[Extracted records]

────────────────────

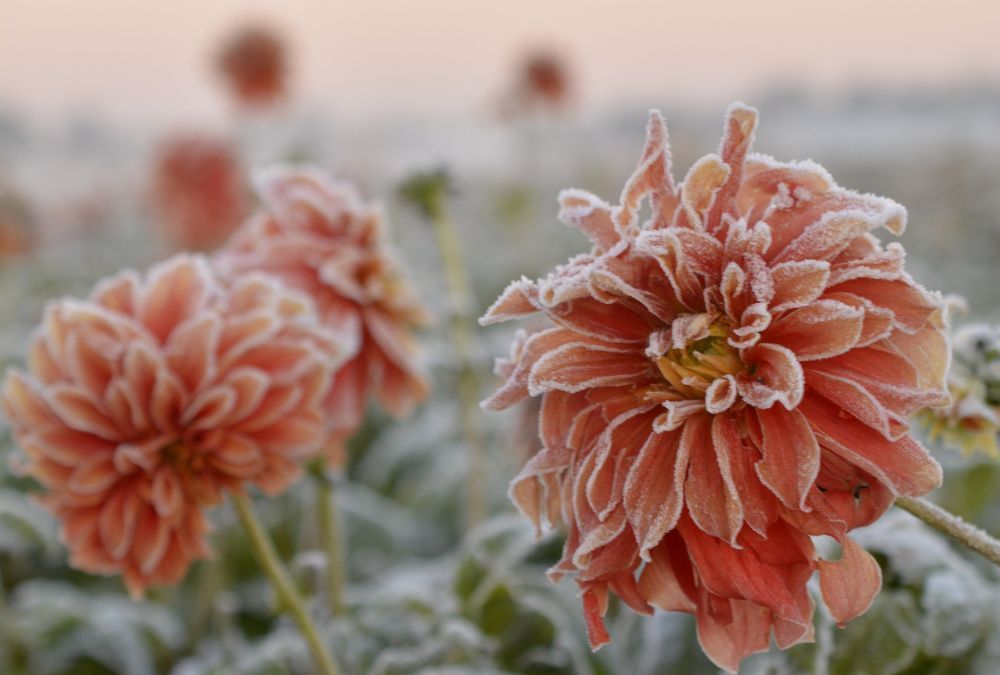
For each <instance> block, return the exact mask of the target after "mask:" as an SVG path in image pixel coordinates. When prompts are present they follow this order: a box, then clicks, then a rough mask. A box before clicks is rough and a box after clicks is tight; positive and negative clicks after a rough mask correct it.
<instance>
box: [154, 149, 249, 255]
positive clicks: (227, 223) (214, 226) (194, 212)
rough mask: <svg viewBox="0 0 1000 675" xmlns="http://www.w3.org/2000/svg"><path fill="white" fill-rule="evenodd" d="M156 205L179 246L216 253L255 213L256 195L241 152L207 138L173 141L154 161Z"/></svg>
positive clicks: (157, 153) (156, 209) (155, 194)
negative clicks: (252, 187) (244, 180)
mask: <svg viewBox="0 0 1000 675" xmlns="http://www.w3.org/2000/svg"><path fill="white" fill-rule="evenodd" d="M153 162H154V166H153V184H152V205H153V207H154V209H155V210H156V216H157V222H158V223H159V224H160V226H161V229H162V230H163V232H164V234H165V235H166V237H167V238H168V239H169V240H170V241H171V242H172V243H173V244H174V245H175V246H176V247H178V248H180V249H186V250H210V249H213V248H215V247H216V246H218V245H219V244H221V243H222V242H224V241H225V240H226V238H227V237H228V236H229V235H230V234H232V233H233V231H235V230H236V228H237V227H239V225H240V223H241V222H243V219H244V218H245V217H246V216H247V214H248V213H249V212H250V195H249V193H248V190H247V188H246V186H245V184H244V178H243V169H242V168H241V166H240V161H239V158H238V156H237V153H236V149H235V147H234V146H232V145H231V144H230V143H228V142H227V141H224V140H220V139H216V138H211V137H209V136H201V135H186V136H178V137H175V138H171V139H169V140H167V141H165V142H164V143H163V144H162V145H161V146H160V148H159V151H158V153H157V155H156V157H155V158H154V160H153Z"/></svg>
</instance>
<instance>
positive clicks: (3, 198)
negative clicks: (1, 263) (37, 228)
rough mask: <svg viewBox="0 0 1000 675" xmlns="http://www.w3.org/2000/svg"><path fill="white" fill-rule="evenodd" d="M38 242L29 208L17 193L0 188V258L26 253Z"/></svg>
mask: <svg viewBox="0 0 1000 675" xmlns="http://www.w3.org/2000/svg"><path fill="white" fill-rule="evenodd" d="M37 241H38V236H37V232H36V225H35V220H34V217H33V214H32V210H31V207H30V206H29V204H28V202H27V201H26V200H25V199H24V197H22V196H21V195H20V194H19V193H17V192H15V191H14V190H12V189H9V188H4V187H3V186H0V258H7V257H15V256H19V255H22V254H24V253H27V252H28V251H30V250H31V249H32V248H34V246H35V244H36V243H37Z"/></svg>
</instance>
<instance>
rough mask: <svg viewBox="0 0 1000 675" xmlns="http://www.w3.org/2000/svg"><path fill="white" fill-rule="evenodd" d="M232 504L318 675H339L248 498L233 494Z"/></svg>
mask: <svg viewBox="0 0 1000 675" xmlns="http://www.w3.org/2000/svg"><path fill="white" fill-rule="evenodd" d="M233 504H234V505H235V506H236V512H237V514H239V517H240V522H241V523H242V524H243V529H245V530H246V532H247V537H248V538H249V539H250V545H251V546H252V547H253V550H254V554H255V555H256V556H257V561H258V562H259V563H260V566H261V568H263V570H264V574H266V575H267V578H268V580H269V581H270V582H271V585H272V586H273V587H274V591H275V593H277V594H278V600H279V601H280V604H281V607H282V608H284V609H286V610H287V611H288V612H289V613H290V614H291V615H292V618H293V619H295V623H297V624H298V626H299V630H301V631H302V635H303V636H304V637H305V639H306V643H307V644H308V645H309V650H310V651H311V652H312V655H313V659H314V660H315V661H316V667H317V668H318V672H319V673H321V674H322V675H340V670H339V669H338V668H337V665H336V664H335V663H334V661H333V658H332V657H331V656H330V652H329V650H328V649H327V647H326V646H325V645H324V643H323V641H322V639H320V636H319V631H317V630H316V625H315V624H314V623H313V620H312V617H310V616H309V613H308V612H307V611H306V606H305V602H303V600H302V596H301V595H299V592H298V591H297V590H296V589H295V586H294V585H293V584H292V581H291V579H290V578H289V575H288V572H287V571H286V570H285V566H284V565H283V564H282V563H281V560H280V559H279V558H278V554H277V553H276V552H275V550H274V544H272V543H271V540H270V538H268V536H267V533H266V532H265V531H264V528H263V526H261V524H260V521H259V520H258V519H257V516H256V515H255V514H254V512H253V507H252V506H251V504H250V499H249V498H248V497H247V496H246V495H245V494H233Z"/></svg>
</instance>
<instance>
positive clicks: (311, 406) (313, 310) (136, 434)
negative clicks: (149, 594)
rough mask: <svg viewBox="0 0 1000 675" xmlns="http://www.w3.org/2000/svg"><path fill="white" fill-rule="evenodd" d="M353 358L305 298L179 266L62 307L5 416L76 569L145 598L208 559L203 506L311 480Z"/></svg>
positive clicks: (267, 281) (49, 311)
mask: <svg viewBox="0 0 1000 675" xmlns="http://www.w3.org/2000/svg"><path fill="white" fill-rule="evenodd" d="M343 353H344V350H343V349H342V348H341V346H340V345H339V344H338V343H337V342H336V340H335V339H333V336H331V335H330V334H329V333H327V332H326V331H324V330H322V329H321V328H320V327H319V323H318V321H317V319H316V315H315V312H314V310H313V308H312V305H311V303H310V302H309V300H308V298H306V297H305V296H302V295H300V294H296V293H293V292H291V291H289V290H287V289H286V288H284V287H283V286H281V285H279V284H278V283H277V282H276V281H274V280H272V279H269V278H267V277H265V276H263V275H248V276H245V277H242V278H240V279H237V280H235V281H231V282H229V281H225V280H222V279H220V278H219V277H218V276H217V275H216V274H215V273H214V272H213V271H212V269H211V268H210V267H209V265H208V263H207V262H206V261H205V260H204V259H202V258H198V257H189V256H177V257H175V258H173V259H171V260H169V261H167V262H165V263H163V264H161V265H159V266H157V267H155V268H153V269H152V270H151V271H150V272H149V274H148V275H147V276H146V277H145V279H140V278H139V276H138V275H136V274H134V273H132V272H125V273H122V274H119V275H118V276H116V277H113V278H111V279H109V280H107V281H104V282H102V283H101V284H100V285H98V286H97V288H96V289H95V291H94V292H93V294H92V295H91V297H90V299H89V300H86V301H77V300H60V301H57V302H53V303H51V304H50V305H49V306H48V307H47V308H46V311H45V318H44V321H43V323H42V325H41V326H40V328H39V330H38V331H37V333H36V334H35V337H34V339H33V341H32V343H31V347H30V352H29V364H28V368H29V371H30V372H28V373H25V372H20V371H16V370H15V371H11V372H9V373H8V374H7V377H6V380H5V382H4V388H3V407H4V409H5V411H6V413H7V416H8V418H9V419H10V421H11V423H12V426H13V430H14V435H15V437H16V439H17V441H18V442H19V444H20V445H21V447H22V448H23V449H24V452H25V455H26V461H25V462H24V465H23V466H22V467H21V468H22V469H23V470H24V471H25V472H26V473H27V474H28V475H30V476H32V477H34V478H35V479H37V480H38V481H39V482H40V483H41V484H42V486H43V487H44V488H45V490H46V492H45V494H44V496H43V497H42V501H43V502H44V503H45V504H46V505H47V506H48V508H49V509H51V510H52V512H53V513H54V514H55V515H56V516H57V517H58V518H59V519H60V520H61V521H62V533H63V538H64V540H65V542H66V545H67V546H68V548H69V549H70V553H71V564H72V565H73V566H75V567H78V568H79V569H82V570H85V571H88V572H94V573H115V572H120V573H122V574H123V575H124V579H125V584H126V586H127V587H128V589H129V591H130V592H131V593H133V594H134V595H140V594H142V592H143V591H144V590H145V588H146V587H148V586H150V585H152V584H170V583H175V582H177V581H178V580H179V579H180V578H181V577H183V575H184V573H185V572H186V570H187V568H188V566H189V565H190V563H191V561H192V560H194V559H197V558H202V557H205V556H206V555H207V554H208V546H207V542H206V541H205V534H206V532H207V525H206V521H205V515H204V510H205V507H208V506H212V505H214V504H217V503H218V502H219V501H220V500H221V499H222V496H223V492H224V491H226V490H230V491H239V490H242V489H243V488H244V486H245V485H246V484H247V483H253V484H255V485H257V486H259V487H260V488H261V489H262V490H264V491H265V492H267V493H269V494H275V493H278V492H280V491H281V490H283V489H284V488H285V487H286V486H288V485H289V484H290V483H291V482H292V481H294V480H295V479H296V477H297V476H298V475H299V473H300V471H301V469H300V466H299V461H300V460H301V459H302V458H303V457H307V456H311V455H312V454H313V453H315V452H317V451H318V450H319V447H320V444H321V443H322V441H323V438H324V432H325V427H324V421H323V415H322V411H321V402H322V400H323V397H324V396H325V394H326V391H327V388H328V385H329V378H330V373H331V371H332V369H333V368H335V367H336V366H337V364H338V362H339V360H340V359H341V358H343Z"/></svg>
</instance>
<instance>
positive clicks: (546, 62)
mask: <svg viewBox="0 0 1000 675" xmlns="http://www.w3.org/2000/svg"><path fill="white" fill-rule="evenodd" d="M570 79H571V78H570V75H569V72H568V69H567V67H566V63H565V61H564V60H563V59H562V58H561V57H560V56H559V55H558V54H556V53H553V52H549V51H536V52H534V53H529V54H528V55H527V58H526V59H525V60H524V62H523V63H522V64H521V68H520V71H519V72H518V74H517V81H516V82H515V84H514V87H513V89H512V90H511V91H510V92H509V93H508V94H507V97H506V99H505V100H503V101H501V106H502V107H501V112H502V113H503V114H505V115H512V114H518V113H520V114H524V113H528V112H530V111H532V110H559V109H561V108H564V107H565V106H566V105H567V104H568V103H569V99H570V95H571V82H570Z"/></svg>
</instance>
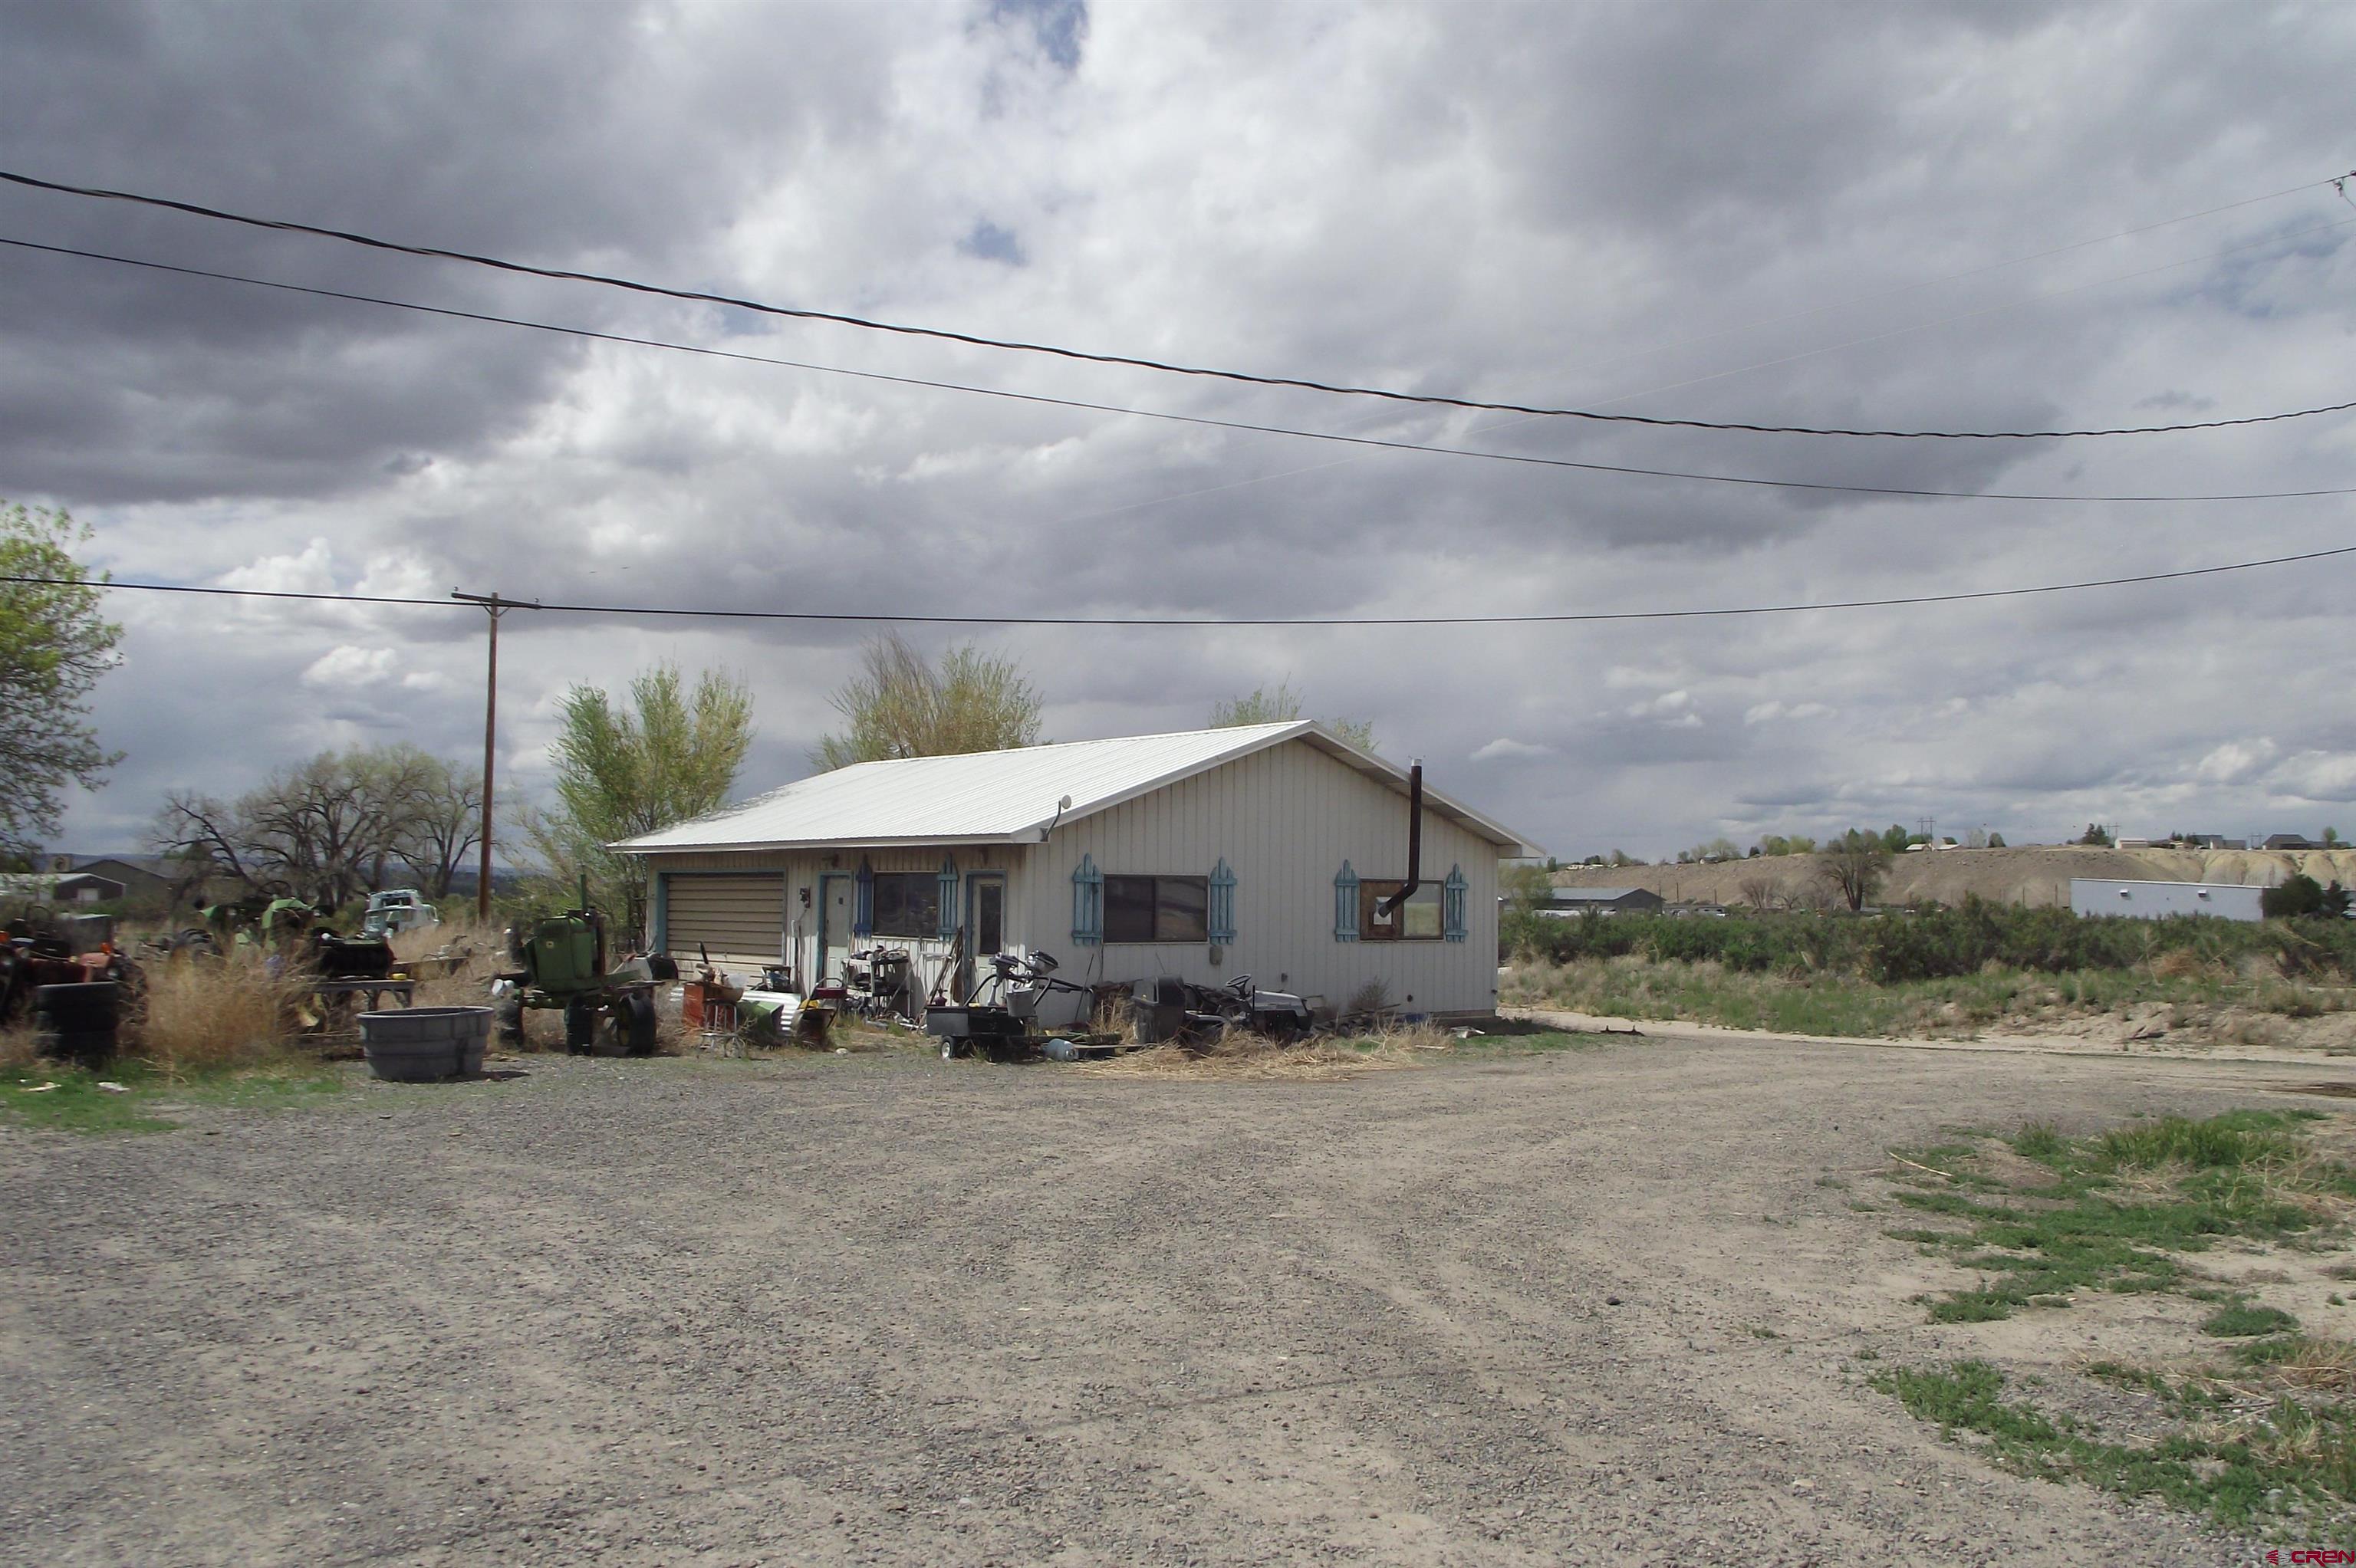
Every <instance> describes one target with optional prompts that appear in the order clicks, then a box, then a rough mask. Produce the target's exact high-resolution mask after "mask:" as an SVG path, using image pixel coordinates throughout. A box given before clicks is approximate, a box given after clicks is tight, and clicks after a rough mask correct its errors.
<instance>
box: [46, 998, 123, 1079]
mask: <svg viewBox="0 0 2356 1568" xmlns="http://www.w3.org/2000/svg"><path fill="white" fill-rule="evenodd" d="M120 1008H123V989H120V986H118V984H115V982H111V979H90V982H80V984H66V986H40V989H35V991H33V1031H35V1038H38V1043H40V1052H42V1055H47V1057H57V1059H61V1062H73V1064H75V1067H90V1069H99V1067H106V1064H108V1062H113V1059H115V1029H118V1024H120V1017H123V1012H120Z"/></svg>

────────────────────

EXERCISE DETAILS
How many lines in the records hold the string "tight"? Answer with only that number.

TASK RESPONSE
2